▶ PASSAGE EXTRAIT
Cf déjà, ici, la très précieuse note, à la page 1009 de l’indispensable « Intégrale de la Correspondance de Maurice Ravel » publiée par Manuel Cornejo, se référant ici au très précieux « Maurice Ravel » de Roland Manuel _ à la page 118 de l’édition de 1948 dont je dispose ; dans l’édition originale de 1938, c’était à la page 166.

Et c’est Roland-Manuel lui-même que je lis donc ici, en son récit de 1938 :

« Amateur décidé des bibelots façonnés sous la Révolution, le Directoire, l’Empire et la Restauration, Ravel avait acquis, lors de son installation à Montfort, entre une pendule gothique de 1820 et une théière étrusque, les œuvres complètes d’Évariste Parny en édition princeps. Comme il feuilletait le poème des Fleurs :

L’Ognon préfère un sol épais et gras,

Un sol léger suffit à la semence.

Confiez-lui votre douce espérance

Et de vos fleurs les germes délicats…

il reçut d’Amérique un câblogramme du violoncelliste Kindler qui lui demandait de composer, à l’intention de Mme Elisabeth S. Coolidge, un cycle de mélodies avec accompagnement, « si possible » de flûte, de violoncelle et de piano« .

Et Roland-Manuel alors de poursuivre :

« Toujours heureux, en bon mozartien, de se plier à un jeu dont une volonté étrangère avait fixé les règles, le musicien poursuivit bravement sa lecture de Parny, bien décidé à imposer aux chants du « Tibulle français » la compagnie d’un piano, d’une flûte et d’un violoncelle. Séduit par un exotisme très particulier et de tout point conforme à ses goûts, puisque la couleur locale en est quasiment absente, son choix s’arrêta sur les cinquième, huitième et douzième chansons madécasses.

▶ LISTE DES ENREGISTREMENTS
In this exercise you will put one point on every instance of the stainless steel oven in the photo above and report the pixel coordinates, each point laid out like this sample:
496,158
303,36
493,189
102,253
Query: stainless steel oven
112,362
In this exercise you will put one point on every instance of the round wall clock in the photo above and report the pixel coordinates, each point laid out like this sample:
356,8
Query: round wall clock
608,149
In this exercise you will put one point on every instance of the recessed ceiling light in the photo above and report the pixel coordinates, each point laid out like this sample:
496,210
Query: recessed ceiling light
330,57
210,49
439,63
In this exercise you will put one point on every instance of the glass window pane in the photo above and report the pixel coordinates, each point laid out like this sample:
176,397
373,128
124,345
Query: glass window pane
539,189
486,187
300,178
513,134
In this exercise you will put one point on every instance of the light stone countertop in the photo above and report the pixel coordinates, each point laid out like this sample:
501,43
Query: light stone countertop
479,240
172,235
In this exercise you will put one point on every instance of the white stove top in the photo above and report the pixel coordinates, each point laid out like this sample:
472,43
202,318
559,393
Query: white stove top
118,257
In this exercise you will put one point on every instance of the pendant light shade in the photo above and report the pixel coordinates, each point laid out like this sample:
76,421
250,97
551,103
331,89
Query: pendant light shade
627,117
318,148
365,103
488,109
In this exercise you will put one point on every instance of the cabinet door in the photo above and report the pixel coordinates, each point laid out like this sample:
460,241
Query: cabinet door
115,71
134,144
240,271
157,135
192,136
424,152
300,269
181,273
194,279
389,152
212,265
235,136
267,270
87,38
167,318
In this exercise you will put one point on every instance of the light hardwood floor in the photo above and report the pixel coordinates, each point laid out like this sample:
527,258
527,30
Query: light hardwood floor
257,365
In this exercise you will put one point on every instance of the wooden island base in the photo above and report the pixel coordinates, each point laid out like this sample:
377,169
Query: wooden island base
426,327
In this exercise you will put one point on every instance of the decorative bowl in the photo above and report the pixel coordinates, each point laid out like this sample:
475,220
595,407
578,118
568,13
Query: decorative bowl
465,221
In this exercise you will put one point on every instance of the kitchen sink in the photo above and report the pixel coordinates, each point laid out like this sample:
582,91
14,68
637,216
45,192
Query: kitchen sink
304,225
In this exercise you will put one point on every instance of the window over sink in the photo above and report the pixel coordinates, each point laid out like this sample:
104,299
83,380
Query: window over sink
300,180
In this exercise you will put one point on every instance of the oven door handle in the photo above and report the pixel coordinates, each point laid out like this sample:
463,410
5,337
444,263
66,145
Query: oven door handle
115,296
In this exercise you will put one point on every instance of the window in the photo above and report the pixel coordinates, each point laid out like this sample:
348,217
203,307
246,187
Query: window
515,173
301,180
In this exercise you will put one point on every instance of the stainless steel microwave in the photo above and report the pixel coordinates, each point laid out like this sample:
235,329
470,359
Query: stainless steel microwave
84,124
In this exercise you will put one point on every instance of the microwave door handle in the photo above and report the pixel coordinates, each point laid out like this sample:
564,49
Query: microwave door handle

▶ OBJECTIF DE L'EXERCICE
Réécrivez l'extrait sur Ravel de « Cf déjà, ici, la » à « la page 166. », en substituant « incontournable » à « indispensable ».

▶ RÉPONSE ATTENDUE
Cf déjà, ici, la très précieuse note, à la page 1009 de l’incontournable « Intégrale de la Correspondance de Maurice Ravel » publiée par Manuel Cornejo, se référant ici au très précieux « Maurice Ravel » de Roland Manuel _ à la page 118 de l’édition de 1948 dont je dispose ; dans l’édition originale de 1938, c’était à la page 166.